* **Objective**: Rewrite everything from the line containing "Query: dark uniform" down to the line containing "M 334 181 L" as a JSON list of strings, one string per line, leaving out blank lines.
--- Begin Data records ---
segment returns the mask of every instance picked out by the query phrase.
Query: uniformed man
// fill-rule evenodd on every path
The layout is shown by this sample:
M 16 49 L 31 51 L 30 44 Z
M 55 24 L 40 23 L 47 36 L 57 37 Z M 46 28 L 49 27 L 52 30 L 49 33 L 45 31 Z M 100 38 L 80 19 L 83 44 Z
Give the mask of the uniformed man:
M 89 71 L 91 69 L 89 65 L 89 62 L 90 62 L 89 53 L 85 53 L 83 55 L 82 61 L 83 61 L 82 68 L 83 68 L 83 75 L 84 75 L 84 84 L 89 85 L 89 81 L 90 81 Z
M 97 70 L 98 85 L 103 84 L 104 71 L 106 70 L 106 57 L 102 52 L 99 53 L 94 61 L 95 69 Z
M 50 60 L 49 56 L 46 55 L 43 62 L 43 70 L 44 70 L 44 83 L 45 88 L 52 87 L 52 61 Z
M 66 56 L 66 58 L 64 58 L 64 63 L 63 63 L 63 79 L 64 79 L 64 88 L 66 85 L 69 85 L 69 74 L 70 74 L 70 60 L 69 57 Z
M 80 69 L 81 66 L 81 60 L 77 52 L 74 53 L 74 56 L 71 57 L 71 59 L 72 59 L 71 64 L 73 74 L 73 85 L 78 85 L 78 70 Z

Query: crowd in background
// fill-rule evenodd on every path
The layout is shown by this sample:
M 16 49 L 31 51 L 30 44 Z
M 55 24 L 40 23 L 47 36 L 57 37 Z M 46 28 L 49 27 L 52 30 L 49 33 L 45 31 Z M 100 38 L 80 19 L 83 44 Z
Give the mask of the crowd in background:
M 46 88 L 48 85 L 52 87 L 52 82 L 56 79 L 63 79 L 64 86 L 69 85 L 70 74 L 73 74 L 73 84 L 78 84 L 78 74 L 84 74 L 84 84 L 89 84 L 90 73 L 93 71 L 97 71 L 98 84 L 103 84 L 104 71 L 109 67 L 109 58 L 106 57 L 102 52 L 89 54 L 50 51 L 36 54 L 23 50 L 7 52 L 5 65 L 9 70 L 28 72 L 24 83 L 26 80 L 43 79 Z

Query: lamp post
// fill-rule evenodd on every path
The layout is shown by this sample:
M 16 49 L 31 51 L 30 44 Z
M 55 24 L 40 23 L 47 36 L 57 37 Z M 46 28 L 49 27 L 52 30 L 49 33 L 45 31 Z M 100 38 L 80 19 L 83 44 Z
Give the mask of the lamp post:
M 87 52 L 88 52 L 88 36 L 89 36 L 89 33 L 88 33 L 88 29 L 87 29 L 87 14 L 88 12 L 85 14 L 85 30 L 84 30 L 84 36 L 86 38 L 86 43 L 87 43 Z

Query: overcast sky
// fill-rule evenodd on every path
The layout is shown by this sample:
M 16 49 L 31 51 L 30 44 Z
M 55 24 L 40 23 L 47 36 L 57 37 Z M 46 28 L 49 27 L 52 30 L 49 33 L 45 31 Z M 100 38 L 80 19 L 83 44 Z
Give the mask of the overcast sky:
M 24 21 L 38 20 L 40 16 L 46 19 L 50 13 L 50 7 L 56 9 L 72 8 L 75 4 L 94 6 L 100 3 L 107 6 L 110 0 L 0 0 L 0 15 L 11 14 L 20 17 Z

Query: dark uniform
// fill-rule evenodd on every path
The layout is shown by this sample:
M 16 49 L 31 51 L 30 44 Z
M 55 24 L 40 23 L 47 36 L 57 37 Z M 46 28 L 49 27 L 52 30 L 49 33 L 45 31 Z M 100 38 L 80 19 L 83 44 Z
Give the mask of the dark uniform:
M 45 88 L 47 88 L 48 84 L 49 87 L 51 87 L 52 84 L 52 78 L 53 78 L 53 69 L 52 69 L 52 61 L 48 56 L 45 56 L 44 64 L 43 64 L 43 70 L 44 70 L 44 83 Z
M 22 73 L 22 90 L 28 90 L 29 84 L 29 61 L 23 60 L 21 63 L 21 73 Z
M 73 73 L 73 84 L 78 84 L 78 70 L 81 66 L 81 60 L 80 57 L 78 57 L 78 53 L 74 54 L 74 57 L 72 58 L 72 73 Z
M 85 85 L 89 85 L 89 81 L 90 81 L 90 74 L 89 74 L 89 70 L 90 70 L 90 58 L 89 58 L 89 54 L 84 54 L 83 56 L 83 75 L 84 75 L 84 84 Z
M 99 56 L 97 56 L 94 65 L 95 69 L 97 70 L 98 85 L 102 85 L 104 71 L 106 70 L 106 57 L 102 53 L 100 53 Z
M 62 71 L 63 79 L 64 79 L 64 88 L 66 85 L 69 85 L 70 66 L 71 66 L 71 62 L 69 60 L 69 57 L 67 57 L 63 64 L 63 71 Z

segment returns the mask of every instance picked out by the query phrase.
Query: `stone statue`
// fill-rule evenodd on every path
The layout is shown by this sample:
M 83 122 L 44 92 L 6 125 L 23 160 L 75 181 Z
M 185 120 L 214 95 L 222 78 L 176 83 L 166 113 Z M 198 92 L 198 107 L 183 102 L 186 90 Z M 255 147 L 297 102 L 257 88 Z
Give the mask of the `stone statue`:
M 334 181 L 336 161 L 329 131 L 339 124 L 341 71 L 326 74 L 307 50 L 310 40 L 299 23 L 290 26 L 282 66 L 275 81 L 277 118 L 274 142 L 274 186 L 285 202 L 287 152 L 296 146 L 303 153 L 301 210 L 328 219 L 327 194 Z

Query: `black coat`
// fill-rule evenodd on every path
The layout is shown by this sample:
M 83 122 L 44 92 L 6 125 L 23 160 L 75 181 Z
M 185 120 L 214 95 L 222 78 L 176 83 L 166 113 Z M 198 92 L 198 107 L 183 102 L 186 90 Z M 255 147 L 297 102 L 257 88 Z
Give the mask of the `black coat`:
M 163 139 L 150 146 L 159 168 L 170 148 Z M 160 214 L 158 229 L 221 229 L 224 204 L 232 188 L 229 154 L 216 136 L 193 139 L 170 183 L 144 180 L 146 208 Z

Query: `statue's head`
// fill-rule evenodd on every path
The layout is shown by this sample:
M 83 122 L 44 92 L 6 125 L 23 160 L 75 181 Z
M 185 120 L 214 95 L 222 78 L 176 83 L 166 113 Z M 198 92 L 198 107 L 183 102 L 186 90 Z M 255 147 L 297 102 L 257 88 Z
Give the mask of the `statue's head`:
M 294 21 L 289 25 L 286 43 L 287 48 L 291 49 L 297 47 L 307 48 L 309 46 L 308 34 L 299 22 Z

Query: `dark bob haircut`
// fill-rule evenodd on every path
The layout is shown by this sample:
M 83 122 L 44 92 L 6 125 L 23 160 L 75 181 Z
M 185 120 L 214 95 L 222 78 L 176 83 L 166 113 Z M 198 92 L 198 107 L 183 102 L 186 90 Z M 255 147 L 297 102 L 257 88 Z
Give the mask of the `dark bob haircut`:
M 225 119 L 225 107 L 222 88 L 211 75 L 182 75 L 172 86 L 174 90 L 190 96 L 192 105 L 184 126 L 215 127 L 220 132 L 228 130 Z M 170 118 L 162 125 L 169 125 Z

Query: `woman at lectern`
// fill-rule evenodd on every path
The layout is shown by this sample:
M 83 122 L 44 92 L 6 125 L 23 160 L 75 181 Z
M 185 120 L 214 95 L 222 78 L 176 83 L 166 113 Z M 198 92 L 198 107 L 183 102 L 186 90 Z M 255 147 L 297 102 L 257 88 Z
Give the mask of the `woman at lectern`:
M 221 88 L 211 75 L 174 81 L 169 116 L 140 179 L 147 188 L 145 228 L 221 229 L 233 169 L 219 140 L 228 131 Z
--- End Data records ---
* **Solution to this exercise**:
[
  "Query: dark uniform",
  "// fill-rule evenodd on every path",
  "The layout is shown by this sample:",
  "M 16 49 L 31 51 L 30 44 Z",
  "M 55 24 L 40 23 L 47 36 L 57 37 Z M 46 28 L 49 27 L 52 30 L 49 33 L 45 31 Z M 100 38 L 80 19 L 83 44 Z",
  "Give the mask of the dark uniform:",
  "M 45 88 L 47 88 L 48 84 L 49 87 L 51 87 L 52 84 L 52 78 L 53 78 L 53 69 L 52 69 L 52 61 L 48 56 L 45 56 L 44 64 L 43 64 L 43 70 L 44 70 L 44 83 Z",
  "M 22 73 L 22 90 L 28 90 L 29 84 L 29 61 L 23 60 L 21 63 L 21 73 Z",
  "M 73 73 L 73 84 L 78 84 L 78 70 L 81 66 L 81 60 L 80 57 L 78 57 L 78 53 L 74 54 L 74 57 L 72 58 L 72 73 Z",
  "M 85 85 L 89 85 L 89 81 L 90 81 L 90 74 L 89 74 L 89 70 L 90 70 L 90 58 L 89 58 L 89 54 L 84 54 L 83 56 L 83 75 L 84 75 L 84 84 Z",
  "M 99 56 L 97 56 L 94 65 L 95 69 L 97 70 L 98 85 L 102 85 L 104 71 L 106 70 L 106 57 L 102 53 L 100 53 Z",
  "M 62 71 L 63 79 L 64 79 L 64 88 L 66 85 L 69 85 L 70 66 L 71 66 L 71 62 L 69 60 L 69 57 L 67 57 L 63 64 L 63 71 Z",
  "segment returns the mask of every instance picked out by the query phrase.",
  "Query: `stone statue`",
  "// fill-rule evenodd on every path",
  "The layout is shown by this sample:",
  "M 83 122 L 44 92 L 6 125 L 23 160 L 75 181 Z",
  "M 185 120 L 214 95 L 222 78 L 176 83 L 166 113 Z M 198 92 L 198 107 L 183 102 L 186 90 Z M 255 147 L 297 102 L 257 88 Z",
  "Give the mask of the `stone statue`:",
  "M 334 181 L 336 161 L 329 131 L 339 124 L 341 71 L 326 74 L 307 50 L 310 40 L 299 23 L 290 26 L 282 66 L 275 81 L 277 118 L 274 142 L 274 186 L 285 202 L 287 152 L 296 146 L 303 153 L 301 210 L 328 219 L 327 194 Z"
]